Convert the records into a JSON list of strings with one string per line, and skip any blank lines. Leave out the pictures.

+-------+

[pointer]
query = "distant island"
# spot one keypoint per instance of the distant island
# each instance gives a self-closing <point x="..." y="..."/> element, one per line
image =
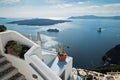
<point x="2" y="18"/>
<point x="53" y="30"/>
<point x="38" y="22"/>
<point x="94" y="17"/>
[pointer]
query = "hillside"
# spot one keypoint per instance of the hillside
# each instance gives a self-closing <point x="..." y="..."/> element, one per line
<point x="94" y="17"/>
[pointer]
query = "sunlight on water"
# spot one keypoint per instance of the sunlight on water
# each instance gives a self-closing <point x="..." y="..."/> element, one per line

+-------+

- PROBLEM SOLUTION:
[
  "[pointer]",
  "query = \"distant island\"",
  "# spot one keypoint per instance of the distant island",
  "# each instance gives a self-closing <point x=\"...\" y=\"...\"/> element, one per line",
  "image =",
  "<point x=\"2\" y=\"18\"/>",
  "<point x=\"53\" y=\"30\"/>",
  "<point x=\"38\" y=\"22\"/>",
  "<point x=\"94\" y=\"17\"/>",
  "[pointer]",
  "query = \"hillside\"",
  "# spot one keypoint per instance of the hillside",
  "# each instance gives a self-closing <point x=\"...\" y=\"...\"/> element, one per line",
  "<point x=\"94\" y=\"17\"/>",
  "[pointer]",
  "query = \"sunlight on water\"",
  "# spot one keypoint per instance of the sunlight on water",
  "# each instance gives a self-closing <point x=\"...\" y=\"...\"/> element, one per line"
]